**WHAT THIS TASK INVOLVES:**
The stretch wanted below opens at the line containing "dress in this photo." and closes at the line containing "jacket in this photo.". Please return it exactly, with no other lines.

**WORKING DATA:**
/---

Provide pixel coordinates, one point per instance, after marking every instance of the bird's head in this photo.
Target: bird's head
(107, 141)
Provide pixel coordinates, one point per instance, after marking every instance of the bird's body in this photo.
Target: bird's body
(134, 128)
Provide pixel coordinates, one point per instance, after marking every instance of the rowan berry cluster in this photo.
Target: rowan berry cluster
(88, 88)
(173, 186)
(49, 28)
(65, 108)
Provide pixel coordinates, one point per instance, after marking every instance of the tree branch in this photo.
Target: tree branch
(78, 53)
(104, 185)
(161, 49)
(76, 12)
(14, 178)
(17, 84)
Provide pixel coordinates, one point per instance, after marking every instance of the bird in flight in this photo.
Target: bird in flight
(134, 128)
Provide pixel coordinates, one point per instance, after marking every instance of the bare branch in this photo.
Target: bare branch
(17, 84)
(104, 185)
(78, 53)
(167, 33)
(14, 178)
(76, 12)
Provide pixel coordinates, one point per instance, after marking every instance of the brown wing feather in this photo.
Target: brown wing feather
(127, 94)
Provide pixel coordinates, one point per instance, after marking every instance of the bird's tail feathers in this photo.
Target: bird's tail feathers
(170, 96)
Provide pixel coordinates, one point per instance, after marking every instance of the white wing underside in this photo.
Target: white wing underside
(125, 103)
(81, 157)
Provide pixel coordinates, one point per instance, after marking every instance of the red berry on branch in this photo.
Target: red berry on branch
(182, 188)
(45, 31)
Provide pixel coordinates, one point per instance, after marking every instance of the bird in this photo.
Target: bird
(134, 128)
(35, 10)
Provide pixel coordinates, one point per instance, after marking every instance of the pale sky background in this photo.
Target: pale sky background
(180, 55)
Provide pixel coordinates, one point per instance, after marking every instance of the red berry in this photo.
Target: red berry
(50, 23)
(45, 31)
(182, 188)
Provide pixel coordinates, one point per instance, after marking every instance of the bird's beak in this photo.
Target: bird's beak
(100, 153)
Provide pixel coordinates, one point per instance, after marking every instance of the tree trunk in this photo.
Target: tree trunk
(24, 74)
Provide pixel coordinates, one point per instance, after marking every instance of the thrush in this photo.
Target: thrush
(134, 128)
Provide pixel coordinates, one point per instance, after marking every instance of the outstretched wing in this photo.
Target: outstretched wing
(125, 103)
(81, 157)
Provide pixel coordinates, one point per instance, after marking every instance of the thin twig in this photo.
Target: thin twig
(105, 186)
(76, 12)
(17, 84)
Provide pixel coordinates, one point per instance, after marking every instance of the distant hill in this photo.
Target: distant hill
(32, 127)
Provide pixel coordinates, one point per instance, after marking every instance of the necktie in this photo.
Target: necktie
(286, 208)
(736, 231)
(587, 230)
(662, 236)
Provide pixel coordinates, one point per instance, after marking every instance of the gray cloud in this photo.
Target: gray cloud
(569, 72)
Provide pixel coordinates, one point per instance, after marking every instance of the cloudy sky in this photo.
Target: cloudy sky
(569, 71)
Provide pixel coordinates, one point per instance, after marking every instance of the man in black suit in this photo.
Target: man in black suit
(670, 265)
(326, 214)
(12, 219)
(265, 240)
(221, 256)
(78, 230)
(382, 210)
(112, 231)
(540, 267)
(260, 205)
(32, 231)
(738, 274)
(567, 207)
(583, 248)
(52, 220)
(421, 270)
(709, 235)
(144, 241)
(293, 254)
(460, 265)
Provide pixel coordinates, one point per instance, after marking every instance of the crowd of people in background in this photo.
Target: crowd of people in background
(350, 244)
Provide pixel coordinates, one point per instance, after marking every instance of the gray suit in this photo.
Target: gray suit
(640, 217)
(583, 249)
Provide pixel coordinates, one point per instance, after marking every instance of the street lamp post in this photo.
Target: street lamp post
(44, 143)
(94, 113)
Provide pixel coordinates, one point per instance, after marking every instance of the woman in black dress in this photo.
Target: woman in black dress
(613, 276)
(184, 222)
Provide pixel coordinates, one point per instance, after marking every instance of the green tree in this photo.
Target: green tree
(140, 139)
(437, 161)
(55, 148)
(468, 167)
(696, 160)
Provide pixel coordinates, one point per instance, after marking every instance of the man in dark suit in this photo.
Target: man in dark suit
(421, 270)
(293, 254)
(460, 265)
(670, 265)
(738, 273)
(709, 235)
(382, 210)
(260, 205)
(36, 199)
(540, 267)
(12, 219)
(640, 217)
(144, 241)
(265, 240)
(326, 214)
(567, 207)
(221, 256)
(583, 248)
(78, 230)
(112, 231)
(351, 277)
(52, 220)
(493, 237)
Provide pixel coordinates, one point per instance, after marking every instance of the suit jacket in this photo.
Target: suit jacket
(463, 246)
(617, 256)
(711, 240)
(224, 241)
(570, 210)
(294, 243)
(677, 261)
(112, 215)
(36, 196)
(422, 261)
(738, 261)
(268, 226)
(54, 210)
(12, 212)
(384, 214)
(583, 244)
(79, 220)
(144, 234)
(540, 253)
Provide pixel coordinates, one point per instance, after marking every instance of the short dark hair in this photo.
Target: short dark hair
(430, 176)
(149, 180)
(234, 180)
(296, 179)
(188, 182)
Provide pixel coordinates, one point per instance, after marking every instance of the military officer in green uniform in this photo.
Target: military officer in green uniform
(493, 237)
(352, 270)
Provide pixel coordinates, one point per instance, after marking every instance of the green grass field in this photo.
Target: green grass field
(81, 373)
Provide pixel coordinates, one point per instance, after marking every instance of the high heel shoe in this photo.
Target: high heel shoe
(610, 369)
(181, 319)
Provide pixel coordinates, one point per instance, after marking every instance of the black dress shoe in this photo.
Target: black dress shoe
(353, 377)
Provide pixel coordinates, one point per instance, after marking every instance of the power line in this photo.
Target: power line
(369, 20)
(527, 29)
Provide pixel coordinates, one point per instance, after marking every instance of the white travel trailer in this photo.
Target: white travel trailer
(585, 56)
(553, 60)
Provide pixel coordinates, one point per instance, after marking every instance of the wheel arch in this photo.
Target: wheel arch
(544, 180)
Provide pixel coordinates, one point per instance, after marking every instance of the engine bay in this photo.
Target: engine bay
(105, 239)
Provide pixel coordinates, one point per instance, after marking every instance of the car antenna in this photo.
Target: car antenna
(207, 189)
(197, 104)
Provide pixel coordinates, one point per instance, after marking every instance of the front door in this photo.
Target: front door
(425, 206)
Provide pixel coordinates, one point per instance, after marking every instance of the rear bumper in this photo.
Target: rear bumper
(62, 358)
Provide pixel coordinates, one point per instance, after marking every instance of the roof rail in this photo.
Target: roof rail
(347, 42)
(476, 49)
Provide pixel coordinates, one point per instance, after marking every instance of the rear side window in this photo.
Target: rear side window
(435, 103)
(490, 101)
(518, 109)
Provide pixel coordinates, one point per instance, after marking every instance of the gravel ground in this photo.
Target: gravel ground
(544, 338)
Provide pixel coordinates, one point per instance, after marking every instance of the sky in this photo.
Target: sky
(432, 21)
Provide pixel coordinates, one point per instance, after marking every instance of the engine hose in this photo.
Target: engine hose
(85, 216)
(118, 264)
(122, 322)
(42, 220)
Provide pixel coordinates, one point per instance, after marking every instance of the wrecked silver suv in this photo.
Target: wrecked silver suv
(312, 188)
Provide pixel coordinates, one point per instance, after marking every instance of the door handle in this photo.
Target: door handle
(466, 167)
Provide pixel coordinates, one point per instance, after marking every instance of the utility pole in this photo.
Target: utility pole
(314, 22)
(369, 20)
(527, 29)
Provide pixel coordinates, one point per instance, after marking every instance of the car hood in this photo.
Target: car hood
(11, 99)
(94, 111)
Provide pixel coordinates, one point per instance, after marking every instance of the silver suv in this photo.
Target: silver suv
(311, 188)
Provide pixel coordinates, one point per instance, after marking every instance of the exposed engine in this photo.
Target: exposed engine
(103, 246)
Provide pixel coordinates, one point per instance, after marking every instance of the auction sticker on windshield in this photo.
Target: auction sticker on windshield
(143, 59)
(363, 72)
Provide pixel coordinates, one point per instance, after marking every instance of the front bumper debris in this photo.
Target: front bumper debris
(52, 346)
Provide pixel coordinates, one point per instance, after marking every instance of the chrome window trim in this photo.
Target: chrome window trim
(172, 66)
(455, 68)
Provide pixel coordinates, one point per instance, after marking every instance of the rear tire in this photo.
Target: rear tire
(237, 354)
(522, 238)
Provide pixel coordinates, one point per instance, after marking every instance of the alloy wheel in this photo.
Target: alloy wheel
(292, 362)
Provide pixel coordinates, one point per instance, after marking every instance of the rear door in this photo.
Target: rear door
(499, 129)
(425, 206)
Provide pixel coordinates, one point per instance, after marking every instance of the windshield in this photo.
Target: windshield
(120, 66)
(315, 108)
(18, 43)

\---

**ANSWER SECTION:**
Provide pixel coordinates, one point per instance, after marking every instance of the woman in black dress in this photo.
Target: woman in black dress
(613, 276)
(184, 222)
Provide pixel coordinates, one point per instance, after marking every instance of the green tree in this photo.
Target: green tree
(140, 139)
(437, 161)
(55, 148)
(468, 167)
(696, 160)
Provide pixel coordinates, one point per instance, after marking every instance of the man in dark suit in this photo.
Target: man in dark suit
(421, 270)
(293, 254)
(460, 265)
(670, 265)
(738, 273)
(709, 235)
(382, 210)
(260, 205)
(36, 199)
(540, 267)
(12, 219)
(640, 217)
(144, 241)
(265, 240)
(326, 214)
(567, 207)
(221, 256)
(583, 248)
(78, 230)
(112, 231)
(351, 277)
(52, 220)
(493, 237)
Provide pixel coordinates, one point per instance, after marking every instance of the suit jacket in this photo.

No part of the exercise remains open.